Source document —

BEGIN

Chronic Back Pain May Shrink the Brain

Scientists Link Long-Lasting Pain With Reduced Levels of Gray Matter

By Editorial Staff

A recent study published in The Journal of Neuroscience has revealed that people who suffer from chronic back pain (CBP) for one year may experience a reduction in the brain's gray matter equivalent to the amount lost by the average person in 10 to 20 years of normal aging.1 The study is believed to be the first of its kind to show brain morphometric abnormalities in chronic pain.

Also found in the spinal cord, "gray matter" refers to the darker-colored tissue of the brain, which is composed of the bodies of neurons. In the brain, the gray matter includes structures such as the cerebral cortex, the thalamus, the basal ganglia, and the outer layers of the cerebellum. Gray matter is considered by many to be the "thinking" center of the brain, and is responsible for functions such as memory and information processing.

END

To do — According to the article on chronic back pain, one year of chronic back pain may reduce gray matter by an amount that the average person loses in how many years of normal aging? The material that comes next has no connection to the article on chronic back pain.

Data for analysis —
BEGIN

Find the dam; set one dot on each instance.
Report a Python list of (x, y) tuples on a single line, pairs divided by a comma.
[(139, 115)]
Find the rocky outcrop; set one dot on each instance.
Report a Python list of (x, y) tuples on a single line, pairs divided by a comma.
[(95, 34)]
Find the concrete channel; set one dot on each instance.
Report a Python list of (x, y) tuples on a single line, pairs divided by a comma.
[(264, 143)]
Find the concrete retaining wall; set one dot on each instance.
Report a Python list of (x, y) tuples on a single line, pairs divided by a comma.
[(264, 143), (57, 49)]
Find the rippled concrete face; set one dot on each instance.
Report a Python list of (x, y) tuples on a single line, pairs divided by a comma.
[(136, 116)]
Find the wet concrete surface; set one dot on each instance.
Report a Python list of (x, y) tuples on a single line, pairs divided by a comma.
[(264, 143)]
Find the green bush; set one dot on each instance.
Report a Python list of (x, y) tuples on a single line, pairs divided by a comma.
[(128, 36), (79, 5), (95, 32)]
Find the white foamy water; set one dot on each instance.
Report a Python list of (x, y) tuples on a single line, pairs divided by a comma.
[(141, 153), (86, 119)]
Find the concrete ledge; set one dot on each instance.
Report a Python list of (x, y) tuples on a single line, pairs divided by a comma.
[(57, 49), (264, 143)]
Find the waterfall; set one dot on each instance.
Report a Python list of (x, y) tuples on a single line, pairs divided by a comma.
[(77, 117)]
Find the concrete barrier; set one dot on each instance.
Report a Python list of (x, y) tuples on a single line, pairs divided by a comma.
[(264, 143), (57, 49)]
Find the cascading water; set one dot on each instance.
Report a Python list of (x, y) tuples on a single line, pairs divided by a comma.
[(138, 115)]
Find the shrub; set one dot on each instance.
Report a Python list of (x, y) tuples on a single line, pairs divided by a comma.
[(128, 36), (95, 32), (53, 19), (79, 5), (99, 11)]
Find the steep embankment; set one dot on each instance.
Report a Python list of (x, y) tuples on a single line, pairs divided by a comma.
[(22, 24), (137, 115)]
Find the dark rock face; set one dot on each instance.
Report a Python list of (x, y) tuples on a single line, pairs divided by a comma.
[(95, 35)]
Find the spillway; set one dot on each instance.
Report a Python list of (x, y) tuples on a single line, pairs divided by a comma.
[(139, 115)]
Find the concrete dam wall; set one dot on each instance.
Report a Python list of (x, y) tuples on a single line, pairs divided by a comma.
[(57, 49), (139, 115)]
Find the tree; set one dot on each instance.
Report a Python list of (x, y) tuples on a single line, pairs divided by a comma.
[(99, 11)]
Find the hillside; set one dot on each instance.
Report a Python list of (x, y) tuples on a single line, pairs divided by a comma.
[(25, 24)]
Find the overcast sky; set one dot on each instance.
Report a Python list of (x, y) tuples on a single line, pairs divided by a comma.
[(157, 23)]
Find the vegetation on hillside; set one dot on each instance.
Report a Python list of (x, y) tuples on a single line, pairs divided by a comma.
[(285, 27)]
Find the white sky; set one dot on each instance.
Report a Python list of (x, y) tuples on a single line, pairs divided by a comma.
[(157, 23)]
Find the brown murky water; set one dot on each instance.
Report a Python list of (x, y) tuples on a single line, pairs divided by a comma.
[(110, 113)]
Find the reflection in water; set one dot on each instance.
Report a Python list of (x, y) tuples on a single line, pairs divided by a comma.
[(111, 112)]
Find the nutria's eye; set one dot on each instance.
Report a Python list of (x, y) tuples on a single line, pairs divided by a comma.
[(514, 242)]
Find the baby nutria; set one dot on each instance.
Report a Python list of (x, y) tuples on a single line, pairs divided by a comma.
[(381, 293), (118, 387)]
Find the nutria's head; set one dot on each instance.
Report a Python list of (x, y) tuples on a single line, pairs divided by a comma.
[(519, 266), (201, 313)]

END

Answer area — 10 to 20 years.